● Short problem 1: In the article on Starter jackets, what does the company's logo consist of?
● Short problem 2: Retype the stretch of the article on Starter jackets from "Almost out of" through "the baseball caps.".

● Supplied text:
#####

There’s no easy answer for what’s fueling our growing fetishization of the ’90s, but it’s a trend that’s both very real and not at all unique to those who actually lived through it. As it turns out, you didn’t have to be alive or even fully sentient at the time to long for a return to those pre-9/11 halcyon days of Clintonian economic surplus.
Sure, there were plenty of events during those years that we’d rather not celebrate, but thankfully we get to cherry-pick the parts we want to idealize. It’s significantly more comforting to romanticize things like music, fashion, and sports — the holy triumvirate of ’90s cultural touchstones.
To be certain, there was a lot to like in those days. It was the golden age of hip-hop, the clothes were garish, the hairstyles were teased, Michael Jordan and the Bulls ruled the NBA and the sports world in general, and the sudden convergence of those previously disparate universes became the cultural equivalent of a neutron star.
Rappers watched sports and wore athletic apparel. The MTV generation consumed massive doses of MTV and wanted to dress like their favorite rappers. Brands like Nike, adidas, Reebok, Champion, and Russell began to find enormous commercial success, and somehow, from the bottom of the fray, a relatively lesser-known sports apparel company rose to prominence.
Almost out of nowhere, Run DMC, 2 Live Crew, Public Enemy, and just about every other rap group at the time was suddenly sporting the now-iconic Starter jackets on their album covers and in their videos, and soon the Starter jacket was a must-have clothing item for every tween, teen and young adult across America.
Like the Nike swoosh and like the Jumpman, Starter had an unforgettable logo, which is a deceptively simple design featuring a capital “S” in block lettering with a five-point star attached to it, which appeared prominently on the jackets’ sleeves and on the back of the baseball caps.
Like everything else in early to mid ’90s, Starter jackets came in bold, loud, gaudy colors. Part of that was simply a byproduct of the teams they represented. The original satin button-up was the company’s flagship item, arguably the most memorable, the image that likely comes to mind when you hear the phrase “Starter Jacket.” It most closely resembles the types of windbreaker-style jackets you see baseball players wearing over their uniforms. It’s the one your favorite rappers wore on the aforementioned album covers and music videos. It’s the type of jacket Eddie Murphy made famous in Beverly Hills Cop and Coming to America (more on that later). They later expanded to breakaway style jackets and pullovers.

#####

(Dataset records)

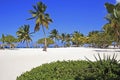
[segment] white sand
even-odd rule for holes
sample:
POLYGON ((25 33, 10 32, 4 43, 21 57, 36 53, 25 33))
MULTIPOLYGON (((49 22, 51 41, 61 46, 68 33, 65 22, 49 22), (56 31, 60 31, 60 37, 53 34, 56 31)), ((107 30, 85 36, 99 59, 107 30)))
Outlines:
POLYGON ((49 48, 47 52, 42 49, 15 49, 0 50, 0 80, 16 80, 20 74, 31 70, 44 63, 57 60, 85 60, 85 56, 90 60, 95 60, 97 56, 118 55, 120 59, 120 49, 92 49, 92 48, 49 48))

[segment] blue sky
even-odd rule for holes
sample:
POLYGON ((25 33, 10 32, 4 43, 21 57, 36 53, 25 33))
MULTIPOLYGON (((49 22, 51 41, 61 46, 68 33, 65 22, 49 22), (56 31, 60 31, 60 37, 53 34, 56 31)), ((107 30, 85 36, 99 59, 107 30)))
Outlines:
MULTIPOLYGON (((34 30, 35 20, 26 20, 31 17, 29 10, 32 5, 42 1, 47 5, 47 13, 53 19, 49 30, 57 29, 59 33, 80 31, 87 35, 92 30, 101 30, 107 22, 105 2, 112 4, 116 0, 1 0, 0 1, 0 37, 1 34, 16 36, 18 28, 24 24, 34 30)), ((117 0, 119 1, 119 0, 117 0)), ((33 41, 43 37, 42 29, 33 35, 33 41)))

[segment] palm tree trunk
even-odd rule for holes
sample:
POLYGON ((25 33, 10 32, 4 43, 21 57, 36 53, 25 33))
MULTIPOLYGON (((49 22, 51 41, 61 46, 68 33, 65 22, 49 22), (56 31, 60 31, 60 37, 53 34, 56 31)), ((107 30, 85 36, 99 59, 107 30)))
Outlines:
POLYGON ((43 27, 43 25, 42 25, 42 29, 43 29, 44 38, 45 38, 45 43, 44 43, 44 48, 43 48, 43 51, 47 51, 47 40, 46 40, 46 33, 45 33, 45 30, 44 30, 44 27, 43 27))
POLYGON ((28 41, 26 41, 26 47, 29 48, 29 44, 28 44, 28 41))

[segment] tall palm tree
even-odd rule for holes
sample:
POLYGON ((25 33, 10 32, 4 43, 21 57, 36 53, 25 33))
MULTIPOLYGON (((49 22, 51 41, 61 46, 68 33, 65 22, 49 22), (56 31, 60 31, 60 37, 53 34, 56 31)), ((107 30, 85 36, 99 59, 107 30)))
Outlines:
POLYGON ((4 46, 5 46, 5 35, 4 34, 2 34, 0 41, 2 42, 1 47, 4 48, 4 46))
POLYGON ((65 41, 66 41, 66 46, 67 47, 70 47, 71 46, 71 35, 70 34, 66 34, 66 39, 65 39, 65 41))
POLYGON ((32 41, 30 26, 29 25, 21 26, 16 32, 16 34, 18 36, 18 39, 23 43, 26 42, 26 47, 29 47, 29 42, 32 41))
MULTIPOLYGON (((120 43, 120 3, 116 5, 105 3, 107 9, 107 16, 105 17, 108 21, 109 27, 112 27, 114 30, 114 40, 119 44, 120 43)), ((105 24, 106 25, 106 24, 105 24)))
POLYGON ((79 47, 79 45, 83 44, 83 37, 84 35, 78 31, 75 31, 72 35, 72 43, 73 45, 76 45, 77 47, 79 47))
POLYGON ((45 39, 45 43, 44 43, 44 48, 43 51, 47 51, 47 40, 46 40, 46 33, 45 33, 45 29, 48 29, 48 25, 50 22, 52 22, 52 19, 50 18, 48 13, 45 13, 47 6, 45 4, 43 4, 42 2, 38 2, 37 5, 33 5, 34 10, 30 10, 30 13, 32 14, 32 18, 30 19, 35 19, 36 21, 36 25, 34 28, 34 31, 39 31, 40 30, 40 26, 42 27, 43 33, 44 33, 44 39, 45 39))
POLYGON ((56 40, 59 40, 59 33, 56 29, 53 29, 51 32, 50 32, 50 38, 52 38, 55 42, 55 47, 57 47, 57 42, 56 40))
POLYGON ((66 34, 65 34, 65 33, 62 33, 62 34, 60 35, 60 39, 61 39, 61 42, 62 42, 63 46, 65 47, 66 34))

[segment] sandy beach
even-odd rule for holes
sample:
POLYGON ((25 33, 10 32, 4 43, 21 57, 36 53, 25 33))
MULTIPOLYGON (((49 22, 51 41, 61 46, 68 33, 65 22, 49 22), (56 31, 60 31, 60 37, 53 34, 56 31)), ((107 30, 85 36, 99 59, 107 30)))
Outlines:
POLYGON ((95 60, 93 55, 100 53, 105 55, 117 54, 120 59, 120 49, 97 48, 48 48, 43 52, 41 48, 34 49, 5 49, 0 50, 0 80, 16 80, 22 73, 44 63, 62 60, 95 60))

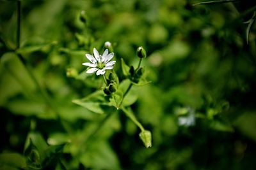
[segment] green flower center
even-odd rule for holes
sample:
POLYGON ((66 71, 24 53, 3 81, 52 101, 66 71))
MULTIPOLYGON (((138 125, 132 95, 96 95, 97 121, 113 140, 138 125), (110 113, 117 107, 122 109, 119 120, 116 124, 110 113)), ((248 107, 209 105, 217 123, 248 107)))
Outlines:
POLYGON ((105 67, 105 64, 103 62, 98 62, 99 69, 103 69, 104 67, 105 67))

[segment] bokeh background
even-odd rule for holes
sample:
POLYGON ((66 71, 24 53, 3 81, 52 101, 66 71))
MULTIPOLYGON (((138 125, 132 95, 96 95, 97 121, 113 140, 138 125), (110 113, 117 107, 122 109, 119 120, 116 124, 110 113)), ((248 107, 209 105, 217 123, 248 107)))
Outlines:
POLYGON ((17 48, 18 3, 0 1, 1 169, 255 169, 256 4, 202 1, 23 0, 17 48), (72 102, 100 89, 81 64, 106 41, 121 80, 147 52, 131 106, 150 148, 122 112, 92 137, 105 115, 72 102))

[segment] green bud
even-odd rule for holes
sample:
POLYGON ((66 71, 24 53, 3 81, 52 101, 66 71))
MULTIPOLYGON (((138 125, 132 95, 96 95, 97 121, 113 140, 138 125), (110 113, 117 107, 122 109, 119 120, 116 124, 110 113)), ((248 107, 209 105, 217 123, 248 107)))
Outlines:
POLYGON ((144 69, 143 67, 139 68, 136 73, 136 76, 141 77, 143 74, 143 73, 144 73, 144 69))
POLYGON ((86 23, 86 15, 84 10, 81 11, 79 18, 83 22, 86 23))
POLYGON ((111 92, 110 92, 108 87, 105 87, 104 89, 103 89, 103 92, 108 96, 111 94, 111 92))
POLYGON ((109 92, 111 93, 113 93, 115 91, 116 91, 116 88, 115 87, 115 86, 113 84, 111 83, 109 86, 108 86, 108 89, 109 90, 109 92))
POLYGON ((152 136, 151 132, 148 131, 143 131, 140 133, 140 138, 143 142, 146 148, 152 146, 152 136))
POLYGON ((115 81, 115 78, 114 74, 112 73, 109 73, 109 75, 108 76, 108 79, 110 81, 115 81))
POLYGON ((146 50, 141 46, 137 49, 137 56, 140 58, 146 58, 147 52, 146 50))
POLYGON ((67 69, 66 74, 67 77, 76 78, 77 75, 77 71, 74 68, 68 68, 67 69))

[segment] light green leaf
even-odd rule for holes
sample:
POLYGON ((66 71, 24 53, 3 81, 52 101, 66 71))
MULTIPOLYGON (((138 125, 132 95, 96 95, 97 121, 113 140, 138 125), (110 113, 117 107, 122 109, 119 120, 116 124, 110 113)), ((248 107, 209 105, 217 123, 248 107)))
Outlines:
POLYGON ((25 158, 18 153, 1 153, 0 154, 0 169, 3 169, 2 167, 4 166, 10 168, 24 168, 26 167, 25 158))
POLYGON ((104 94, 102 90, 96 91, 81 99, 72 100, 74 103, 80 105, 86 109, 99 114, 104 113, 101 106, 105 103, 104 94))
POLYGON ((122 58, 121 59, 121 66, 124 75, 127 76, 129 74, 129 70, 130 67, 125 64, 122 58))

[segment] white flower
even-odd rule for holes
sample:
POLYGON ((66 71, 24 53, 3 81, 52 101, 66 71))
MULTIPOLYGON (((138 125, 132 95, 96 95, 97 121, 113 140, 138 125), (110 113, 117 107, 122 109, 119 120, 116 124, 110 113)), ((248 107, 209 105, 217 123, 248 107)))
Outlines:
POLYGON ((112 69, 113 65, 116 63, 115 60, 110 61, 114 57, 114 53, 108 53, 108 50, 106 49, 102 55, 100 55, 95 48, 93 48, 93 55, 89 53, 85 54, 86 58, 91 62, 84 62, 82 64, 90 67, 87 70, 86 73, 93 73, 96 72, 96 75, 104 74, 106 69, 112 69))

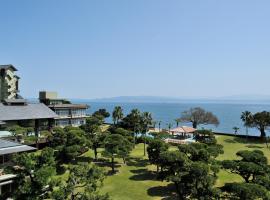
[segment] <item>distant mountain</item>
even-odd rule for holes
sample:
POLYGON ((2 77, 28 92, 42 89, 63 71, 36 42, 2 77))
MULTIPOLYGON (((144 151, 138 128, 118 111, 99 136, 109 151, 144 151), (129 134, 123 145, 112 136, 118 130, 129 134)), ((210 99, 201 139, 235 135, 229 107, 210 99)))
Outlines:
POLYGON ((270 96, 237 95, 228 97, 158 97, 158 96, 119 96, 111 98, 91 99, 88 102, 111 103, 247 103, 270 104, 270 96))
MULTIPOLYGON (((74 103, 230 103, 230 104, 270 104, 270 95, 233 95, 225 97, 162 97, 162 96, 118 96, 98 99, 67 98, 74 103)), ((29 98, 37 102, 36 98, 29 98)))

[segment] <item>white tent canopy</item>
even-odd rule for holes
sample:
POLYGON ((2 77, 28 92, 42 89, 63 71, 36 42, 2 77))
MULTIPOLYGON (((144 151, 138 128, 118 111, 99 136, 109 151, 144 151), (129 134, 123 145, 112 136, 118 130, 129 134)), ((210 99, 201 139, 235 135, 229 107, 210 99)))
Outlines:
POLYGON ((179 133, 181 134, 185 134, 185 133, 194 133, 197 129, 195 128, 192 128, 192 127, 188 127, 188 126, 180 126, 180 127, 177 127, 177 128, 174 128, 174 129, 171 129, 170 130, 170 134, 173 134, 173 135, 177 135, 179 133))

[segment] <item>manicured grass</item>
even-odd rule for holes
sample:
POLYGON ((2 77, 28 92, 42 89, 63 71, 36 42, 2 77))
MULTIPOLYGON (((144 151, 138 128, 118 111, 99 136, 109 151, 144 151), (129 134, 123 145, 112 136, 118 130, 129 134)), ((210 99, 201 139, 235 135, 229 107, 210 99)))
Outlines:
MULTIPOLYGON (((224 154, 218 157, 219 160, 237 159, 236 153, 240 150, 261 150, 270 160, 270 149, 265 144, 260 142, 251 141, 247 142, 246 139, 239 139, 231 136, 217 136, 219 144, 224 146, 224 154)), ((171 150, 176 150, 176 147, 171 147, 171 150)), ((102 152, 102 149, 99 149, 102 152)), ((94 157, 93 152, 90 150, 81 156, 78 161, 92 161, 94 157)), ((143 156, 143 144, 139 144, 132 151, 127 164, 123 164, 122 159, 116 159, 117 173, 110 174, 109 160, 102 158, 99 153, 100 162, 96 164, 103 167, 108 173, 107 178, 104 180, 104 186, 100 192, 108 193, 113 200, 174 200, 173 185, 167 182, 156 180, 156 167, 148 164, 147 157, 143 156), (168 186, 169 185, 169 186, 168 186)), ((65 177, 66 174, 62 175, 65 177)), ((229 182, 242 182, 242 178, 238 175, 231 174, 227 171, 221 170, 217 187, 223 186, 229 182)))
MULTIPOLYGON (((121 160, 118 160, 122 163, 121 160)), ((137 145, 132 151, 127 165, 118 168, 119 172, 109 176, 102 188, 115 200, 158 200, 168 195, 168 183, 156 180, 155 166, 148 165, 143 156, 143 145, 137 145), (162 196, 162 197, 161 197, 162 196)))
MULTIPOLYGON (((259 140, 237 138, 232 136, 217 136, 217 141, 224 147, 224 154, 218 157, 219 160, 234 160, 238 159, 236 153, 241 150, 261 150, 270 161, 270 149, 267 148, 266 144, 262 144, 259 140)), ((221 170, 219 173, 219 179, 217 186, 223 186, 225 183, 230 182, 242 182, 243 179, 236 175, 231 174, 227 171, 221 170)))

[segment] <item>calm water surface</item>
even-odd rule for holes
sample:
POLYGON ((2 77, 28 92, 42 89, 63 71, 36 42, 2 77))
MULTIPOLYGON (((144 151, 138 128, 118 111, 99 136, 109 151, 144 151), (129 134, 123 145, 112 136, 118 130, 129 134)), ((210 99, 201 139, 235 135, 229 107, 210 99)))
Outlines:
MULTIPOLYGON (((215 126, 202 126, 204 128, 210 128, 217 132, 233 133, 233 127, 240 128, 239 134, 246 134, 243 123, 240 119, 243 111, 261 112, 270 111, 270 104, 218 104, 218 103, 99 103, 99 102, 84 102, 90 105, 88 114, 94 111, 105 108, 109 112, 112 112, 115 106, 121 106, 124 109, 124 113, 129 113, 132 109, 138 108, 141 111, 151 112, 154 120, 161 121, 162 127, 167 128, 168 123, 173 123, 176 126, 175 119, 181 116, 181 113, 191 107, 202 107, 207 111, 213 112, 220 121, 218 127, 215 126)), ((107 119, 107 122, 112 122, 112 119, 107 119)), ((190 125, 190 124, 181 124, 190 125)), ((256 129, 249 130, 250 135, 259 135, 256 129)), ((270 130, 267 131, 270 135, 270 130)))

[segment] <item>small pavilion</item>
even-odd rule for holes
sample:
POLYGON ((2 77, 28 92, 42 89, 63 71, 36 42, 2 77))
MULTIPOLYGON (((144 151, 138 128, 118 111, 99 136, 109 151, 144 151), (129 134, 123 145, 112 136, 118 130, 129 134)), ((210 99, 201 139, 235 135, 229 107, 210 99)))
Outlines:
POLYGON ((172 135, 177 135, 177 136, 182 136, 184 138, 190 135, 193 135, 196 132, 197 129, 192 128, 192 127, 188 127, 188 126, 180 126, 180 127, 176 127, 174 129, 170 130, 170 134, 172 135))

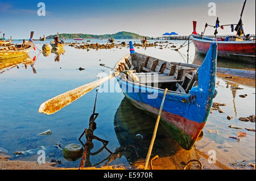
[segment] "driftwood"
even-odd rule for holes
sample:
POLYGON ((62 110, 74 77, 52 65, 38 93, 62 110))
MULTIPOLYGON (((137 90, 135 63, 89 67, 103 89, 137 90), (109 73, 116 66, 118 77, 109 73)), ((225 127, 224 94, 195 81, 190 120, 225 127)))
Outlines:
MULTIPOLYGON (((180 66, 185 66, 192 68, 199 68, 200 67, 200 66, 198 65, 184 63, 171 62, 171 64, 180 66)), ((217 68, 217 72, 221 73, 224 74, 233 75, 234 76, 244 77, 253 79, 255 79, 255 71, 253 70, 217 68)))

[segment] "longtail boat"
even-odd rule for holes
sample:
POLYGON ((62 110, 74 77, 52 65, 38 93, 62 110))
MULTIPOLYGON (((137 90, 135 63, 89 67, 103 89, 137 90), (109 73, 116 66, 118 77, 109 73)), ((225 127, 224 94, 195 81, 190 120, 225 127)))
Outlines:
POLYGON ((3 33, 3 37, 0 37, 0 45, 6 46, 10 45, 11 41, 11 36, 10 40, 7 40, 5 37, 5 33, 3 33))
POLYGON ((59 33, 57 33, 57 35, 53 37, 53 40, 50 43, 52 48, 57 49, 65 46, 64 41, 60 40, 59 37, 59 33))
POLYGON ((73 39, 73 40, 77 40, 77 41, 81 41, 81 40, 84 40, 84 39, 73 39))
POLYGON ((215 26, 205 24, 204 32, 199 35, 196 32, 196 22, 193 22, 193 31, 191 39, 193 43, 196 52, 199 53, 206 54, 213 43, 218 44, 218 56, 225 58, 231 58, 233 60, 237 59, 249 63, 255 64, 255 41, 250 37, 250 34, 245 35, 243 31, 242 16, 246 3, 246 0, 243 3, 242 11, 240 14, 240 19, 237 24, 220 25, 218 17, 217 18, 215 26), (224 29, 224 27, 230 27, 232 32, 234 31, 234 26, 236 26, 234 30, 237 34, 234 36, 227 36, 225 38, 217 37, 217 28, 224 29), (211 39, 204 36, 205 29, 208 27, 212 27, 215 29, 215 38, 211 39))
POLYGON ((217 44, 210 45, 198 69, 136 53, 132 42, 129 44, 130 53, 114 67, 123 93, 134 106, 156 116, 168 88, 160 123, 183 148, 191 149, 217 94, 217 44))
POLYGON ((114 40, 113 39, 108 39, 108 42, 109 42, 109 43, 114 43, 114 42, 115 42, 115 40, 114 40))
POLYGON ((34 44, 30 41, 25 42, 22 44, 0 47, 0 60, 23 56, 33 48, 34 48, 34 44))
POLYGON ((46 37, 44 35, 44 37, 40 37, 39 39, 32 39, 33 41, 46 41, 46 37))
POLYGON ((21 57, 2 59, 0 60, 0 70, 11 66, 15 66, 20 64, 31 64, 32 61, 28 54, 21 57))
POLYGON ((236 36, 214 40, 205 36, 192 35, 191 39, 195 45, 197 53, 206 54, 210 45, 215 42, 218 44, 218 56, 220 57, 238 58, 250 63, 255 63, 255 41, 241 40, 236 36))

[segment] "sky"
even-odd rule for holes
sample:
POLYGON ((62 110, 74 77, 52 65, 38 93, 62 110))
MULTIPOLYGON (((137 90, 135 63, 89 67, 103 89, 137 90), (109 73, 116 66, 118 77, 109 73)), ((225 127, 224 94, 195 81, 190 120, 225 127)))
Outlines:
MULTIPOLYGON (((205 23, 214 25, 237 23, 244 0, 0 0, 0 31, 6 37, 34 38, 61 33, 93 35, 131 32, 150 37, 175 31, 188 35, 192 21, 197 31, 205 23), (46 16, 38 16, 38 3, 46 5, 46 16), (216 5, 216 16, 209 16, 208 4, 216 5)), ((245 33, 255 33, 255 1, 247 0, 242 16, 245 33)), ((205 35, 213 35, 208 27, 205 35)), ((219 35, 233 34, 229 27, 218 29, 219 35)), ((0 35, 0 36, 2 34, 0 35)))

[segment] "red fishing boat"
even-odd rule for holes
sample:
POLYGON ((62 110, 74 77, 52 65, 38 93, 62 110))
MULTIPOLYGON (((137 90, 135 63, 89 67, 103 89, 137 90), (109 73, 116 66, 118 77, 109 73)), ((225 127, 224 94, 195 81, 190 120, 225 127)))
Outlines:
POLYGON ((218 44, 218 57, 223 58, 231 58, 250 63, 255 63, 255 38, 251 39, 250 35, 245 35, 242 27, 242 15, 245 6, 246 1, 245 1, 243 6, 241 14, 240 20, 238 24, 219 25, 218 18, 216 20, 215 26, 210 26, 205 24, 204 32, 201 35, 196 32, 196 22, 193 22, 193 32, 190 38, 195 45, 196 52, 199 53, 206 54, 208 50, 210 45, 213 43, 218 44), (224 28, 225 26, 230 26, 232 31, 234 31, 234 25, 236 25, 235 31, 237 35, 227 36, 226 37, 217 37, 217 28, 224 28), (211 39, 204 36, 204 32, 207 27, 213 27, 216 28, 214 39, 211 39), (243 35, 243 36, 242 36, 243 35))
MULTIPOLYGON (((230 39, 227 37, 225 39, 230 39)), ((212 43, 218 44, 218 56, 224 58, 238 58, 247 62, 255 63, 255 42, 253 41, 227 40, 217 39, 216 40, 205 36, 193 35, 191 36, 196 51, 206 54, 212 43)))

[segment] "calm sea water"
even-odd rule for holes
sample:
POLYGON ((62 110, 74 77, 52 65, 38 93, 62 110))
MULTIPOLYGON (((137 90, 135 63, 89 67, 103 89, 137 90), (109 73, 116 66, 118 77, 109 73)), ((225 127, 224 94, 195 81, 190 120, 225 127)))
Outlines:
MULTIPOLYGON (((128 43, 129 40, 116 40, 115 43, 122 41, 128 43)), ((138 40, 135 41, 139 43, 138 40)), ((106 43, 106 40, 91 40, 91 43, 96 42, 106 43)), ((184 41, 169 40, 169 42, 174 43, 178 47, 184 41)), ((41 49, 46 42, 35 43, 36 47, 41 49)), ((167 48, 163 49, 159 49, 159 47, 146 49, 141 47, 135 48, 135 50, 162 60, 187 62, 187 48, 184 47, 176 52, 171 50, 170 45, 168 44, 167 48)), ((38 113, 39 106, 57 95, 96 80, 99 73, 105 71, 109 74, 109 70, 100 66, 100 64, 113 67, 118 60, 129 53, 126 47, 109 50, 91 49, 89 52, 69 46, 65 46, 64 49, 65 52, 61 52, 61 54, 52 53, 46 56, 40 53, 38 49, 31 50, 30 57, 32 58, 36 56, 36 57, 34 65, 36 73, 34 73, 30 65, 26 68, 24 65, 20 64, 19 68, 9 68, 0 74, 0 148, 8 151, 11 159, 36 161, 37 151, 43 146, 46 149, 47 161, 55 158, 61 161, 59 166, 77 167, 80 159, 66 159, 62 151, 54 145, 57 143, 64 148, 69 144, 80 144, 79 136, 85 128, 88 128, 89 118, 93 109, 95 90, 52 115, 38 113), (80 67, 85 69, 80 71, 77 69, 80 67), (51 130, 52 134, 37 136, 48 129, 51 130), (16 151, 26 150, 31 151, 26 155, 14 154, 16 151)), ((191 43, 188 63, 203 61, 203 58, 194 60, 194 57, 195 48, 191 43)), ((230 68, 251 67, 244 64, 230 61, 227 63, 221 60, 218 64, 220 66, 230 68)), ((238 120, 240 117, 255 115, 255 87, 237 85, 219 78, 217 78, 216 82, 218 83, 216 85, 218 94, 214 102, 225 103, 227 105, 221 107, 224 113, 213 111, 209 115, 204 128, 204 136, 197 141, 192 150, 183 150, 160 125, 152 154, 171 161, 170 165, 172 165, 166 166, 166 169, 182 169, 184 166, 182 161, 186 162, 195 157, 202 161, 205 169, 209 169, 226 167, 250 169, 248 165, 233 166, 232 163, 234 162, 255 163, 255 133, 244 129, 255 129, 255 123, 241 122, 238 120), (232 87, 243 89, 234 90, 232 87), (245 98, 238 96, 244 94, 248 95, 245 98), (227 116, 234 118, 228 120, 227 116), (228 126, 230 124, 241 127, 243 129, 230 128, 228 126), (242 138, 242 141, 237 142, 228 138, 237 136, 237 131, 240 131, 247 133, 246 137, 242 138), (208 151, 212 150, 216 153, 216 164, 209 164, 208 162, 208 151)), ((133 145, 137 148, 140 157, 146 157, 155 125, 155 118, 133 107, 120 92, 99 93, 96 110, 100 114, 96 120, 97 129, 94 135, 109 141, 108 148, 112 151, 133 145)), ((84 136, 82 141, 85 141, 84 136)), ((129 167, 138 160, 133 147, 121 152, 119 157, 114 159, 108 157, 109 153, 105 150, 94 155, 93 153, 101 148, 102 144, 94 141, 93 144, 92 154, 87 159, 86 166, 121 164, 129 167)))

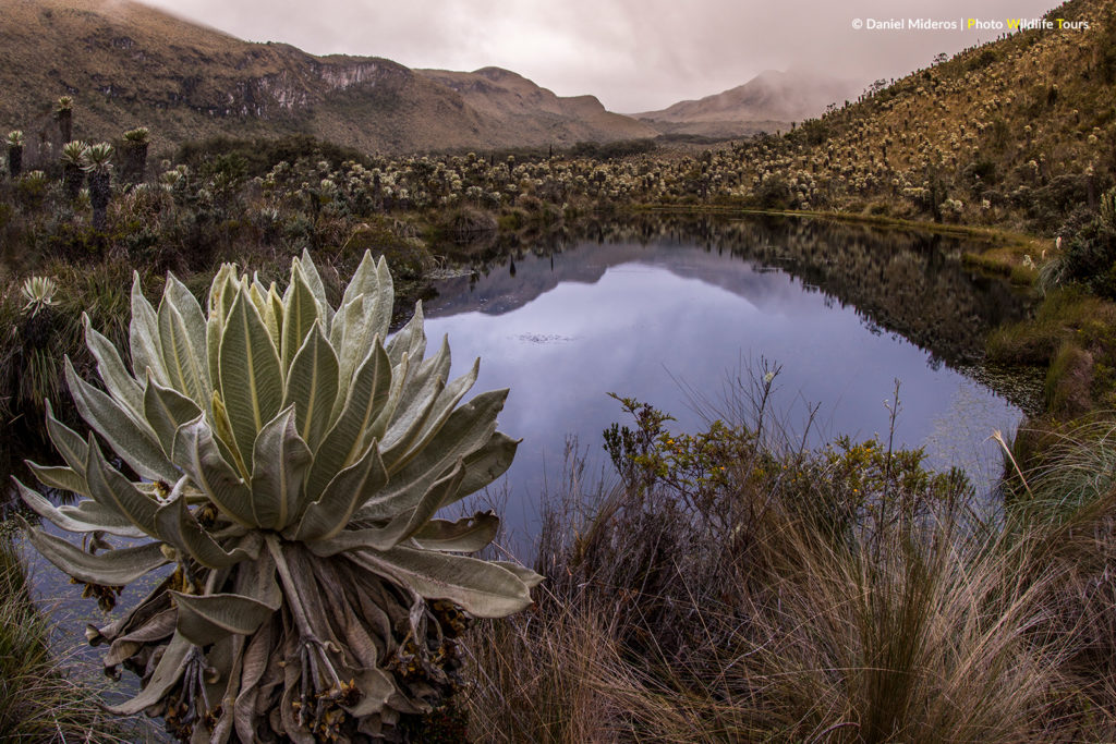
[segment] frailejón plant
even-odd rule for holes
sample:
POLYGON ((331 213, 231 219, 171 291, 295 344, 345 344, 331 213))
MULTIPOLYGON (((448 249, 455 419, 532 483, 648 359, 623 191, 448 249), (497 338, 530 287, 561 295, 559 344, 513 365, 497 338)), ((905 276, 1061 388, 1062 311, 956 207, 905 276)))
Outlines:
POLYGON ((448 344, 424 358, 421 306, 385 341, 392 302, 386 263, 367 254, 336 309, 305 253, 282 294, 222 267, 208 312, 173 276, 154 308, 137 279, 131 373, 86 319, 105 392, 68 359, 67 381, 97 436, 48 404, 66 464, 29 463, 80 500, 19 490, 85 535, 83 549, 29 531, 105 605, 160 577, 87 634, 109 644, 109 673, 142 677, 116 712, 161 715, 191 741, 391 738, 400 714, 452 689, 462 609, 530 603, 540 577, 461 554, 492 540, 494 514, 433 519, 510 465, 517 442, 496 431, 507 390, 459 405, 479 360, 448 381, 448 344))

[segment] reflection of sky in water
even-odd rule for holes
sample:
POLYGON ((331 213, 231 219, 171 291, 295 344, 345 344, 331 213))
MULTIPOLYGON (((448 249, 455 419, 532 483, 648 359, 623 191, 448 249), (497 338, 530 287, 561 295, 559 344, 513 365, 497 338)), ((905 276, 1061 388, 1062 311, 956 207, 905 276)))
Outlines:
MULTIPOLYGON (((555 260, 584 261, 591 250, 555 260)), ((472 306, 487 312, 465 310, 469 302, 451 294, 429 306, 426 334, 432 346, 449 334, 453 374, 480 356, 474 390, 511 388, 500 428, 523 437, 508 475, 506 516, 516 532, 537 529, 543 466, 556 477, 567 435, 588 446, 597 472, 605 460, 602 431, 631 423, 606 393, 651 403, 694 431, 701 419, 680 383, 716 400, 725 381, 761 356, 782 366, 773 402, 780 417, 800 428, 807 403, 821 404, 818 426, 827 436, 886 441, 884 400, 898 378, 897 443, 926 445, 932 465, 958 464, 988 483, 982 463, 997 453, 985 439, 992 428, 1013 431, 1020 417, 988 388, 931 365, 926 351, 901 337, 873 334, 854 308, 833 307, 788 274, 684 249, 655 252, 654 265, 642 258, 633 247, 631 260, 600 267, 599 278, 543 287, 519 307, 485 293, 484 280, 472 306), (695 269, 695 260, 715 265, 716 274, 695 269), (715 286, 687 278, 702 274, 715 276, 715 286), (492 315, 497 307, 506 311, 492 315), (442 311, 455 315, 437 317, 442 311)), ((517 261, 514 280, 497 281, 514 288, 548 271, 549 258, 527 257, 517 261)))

#####

● Task response 1: A capital "S" in block lettering with a five-point star attached to it.

● Task response 2:
Almost out of nowhere, Run DMC, 2 Live Crew, Public Enemy, and just about every other rap group at the time was suddenly sporting the now-iconic Starter jackets on their album covers and in their videos, and soon the Starter jacket was a must-have clothing item for every tween, teen and young adult across America.
Like the Nike swoosh and like the Jumpman, Starter had an unforgettable logo, which is a deceptively simple design featuring a capital “S” in block lettering with a five-point star attached to it, which appeared prominently on the jackets’ sleeves and on the back of the baseball caps.